## What is expected
Write out every line of the records below word for word, leaving out the pictures.

○ ○ ○

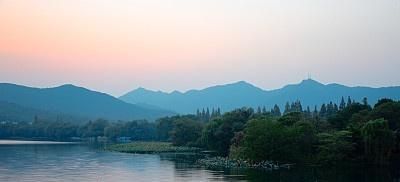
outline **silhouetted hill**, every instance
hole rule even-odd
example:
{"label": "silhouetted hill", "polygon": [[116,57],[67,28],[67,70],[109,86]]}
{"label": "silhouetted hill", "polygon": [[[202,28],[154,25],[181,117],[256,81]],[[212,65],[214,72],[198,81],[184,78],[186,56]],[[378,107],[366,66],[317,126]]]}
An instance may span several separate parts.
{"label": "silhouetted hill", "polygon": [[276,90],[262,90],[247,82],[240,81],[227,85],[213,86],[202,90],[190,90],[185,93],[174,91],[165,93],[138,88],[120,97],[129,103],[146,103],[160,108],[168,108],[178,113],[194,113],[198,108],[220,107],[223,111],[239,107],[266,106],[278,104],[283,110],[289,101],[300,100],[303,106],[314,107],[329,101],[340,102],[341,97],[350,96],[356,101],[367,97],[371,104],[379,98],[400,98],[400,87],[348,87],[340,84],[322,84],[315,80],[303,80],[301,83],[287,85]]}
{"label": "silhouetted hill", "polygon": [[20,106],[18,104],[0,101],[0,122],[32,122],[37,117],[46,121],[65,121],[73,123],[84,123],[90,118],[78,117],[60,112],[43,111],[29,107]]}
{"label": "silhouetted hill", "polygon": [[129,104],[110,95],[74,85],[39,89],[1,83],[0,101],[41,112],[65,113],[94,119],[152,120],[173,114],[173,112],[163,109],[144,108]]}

○ ○ ○

## Full answer
outline **silhouetted hill**, every instance
hole rule even-odd
example:
{"label": "silhouetted hill", "polygon": [[116,57],[67,28],[67,70],[109,86]]}
{"label": "silhouetted hill", "polygon": [[[202,28],[154,25],[181,117],[256,81]],[[212,65],[214,72],[198,81],[184,78],[186,56]],[[378,107],[366,66],[317,126]]]}
An instance may span several separate parts.
{"label": "silhouetted hill", "polygon": [[276,90],[262,90],[247,82],[240,81],[227,85],[213,86],[202,90],[190,90],[185,93],[174,91],[165,93],[138,88],[120,97],[129,103],[146,103],[160,108],[168,108],[178,113],[194,113],[198,108],[220,107],[223,111],[239,107],[266,106],[278,104],[283,110],[289,101],[300,100],[303,106],[314,107],[329,101],[340,102],[341,97],[350,96],[356,101],[367,97],[371,104],[379,98],[400,98],[400,87],[348,87],[340,84],[322,84],[315,80],[303,80],[301,83],[287,85]]}
{"label": "silhouetted hill", "polygon": [[20,106],[18,104],[0,101],[0,122],[32,122],[37,117],[46,121],[65,121],[73,123],[84,123],[90,118],[78,117],[60,112],[43,111],[29,107]]}
{"label": "silhouetted hill", "polygon": [[129,104],[110,95],[74,85],[39,89],[1,83],[0,101],[41,112],[65,113],[94,119],[152,120],[173,114],[173,112],[163,109],[144,108]]}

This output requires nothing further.